----- Extrait fourni

L’idée n’est pas nouvelle. Importé des US, le concept de congés illimités séduit et interpelle. Dans un système où les congés résultent du temps travaillé et non de la performance, la mise en œuvre de ce privilège non conventionnel a de quoi troubler notre référentiel actuel.

 

Le principe de congés illimités– pris par le collaborateur sans limite de temps ni contrôle – permettrait de motiver les employés et attirer les meilleurs talents. Le monde du digital et des start-ups s’est emparé de ce concept pour surfer sur la vague des idées RH les plus novatrices.

----------

Consigne donnée
D'après le texte sur les congés illimités, quel milieu s'est emparé de ce concept ?

----- Extraits de données

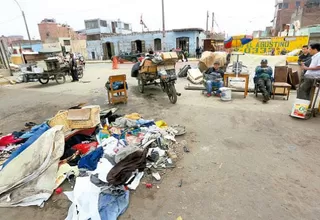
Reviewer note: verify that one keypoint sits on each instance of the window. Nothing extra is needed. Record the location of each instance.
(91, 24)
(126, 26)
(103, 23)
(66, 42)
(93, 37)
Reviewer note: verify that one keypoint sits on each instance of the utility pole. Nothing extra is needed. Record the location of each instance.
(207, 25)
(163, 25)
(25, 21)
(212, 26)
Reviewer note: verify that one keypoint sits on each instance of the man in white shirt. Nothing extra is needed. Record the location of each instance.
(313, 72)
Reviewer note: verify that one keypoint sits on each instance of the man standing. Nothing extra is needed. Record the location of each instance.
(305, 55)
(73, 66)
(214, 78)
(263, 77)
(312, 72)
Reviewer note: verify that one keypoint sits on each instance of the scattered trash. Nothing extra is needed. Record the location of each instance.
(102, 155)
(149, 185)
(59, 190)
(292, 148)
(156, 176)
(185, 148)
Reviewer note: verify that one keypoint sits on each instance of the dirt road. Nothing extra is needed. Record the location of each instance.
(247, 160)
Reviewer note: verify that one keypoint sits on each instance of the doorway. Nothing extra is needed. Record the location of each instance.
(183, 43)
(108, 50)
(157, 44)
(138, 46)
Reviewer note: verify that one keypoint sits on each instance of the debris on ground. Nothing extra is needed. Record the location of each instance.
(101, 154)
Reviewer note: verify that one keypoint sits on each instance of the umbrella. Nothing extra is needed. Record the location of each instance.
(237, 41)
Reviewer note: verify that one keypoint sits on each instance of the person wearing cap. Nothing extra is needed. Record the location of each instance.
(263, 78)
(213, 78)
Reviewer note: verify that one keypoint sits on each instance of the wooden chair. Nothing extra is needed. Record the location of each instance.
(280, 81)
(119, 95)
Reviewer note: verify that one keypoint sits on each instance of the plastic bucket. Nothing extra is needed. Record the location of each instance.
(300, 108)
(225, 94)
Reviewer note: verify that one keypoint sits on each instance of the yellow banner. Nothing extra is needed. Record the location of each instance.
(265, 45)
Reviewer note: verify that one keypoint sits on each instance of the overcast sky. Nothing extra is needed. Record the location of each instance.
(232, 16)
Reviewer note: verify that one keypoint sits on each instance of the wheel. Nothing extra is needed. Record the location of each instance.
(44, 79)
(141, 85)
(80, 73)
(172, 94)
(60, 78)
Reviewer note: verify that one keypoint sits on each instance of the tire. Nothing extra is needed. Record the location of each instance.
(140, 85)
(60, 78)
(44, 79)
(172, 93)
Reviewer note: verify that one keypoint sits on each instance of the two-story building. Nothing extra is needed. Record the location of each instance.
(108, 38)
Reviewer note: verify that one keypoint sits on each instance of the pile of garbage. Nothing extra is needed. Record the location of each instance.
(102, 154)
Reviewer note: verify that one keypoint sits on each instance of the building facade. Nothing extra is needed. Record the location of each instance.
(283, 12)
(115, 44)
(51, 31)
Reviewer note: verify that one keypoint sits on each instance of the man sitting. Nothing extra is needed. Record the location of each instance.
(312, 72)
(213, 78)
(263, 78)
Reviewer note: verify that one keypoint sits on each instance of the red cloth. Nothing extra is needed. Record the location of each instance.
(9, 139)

----------

Résultat obtenu
Le monde du digital et des start-ups s'est emparé de ce concept.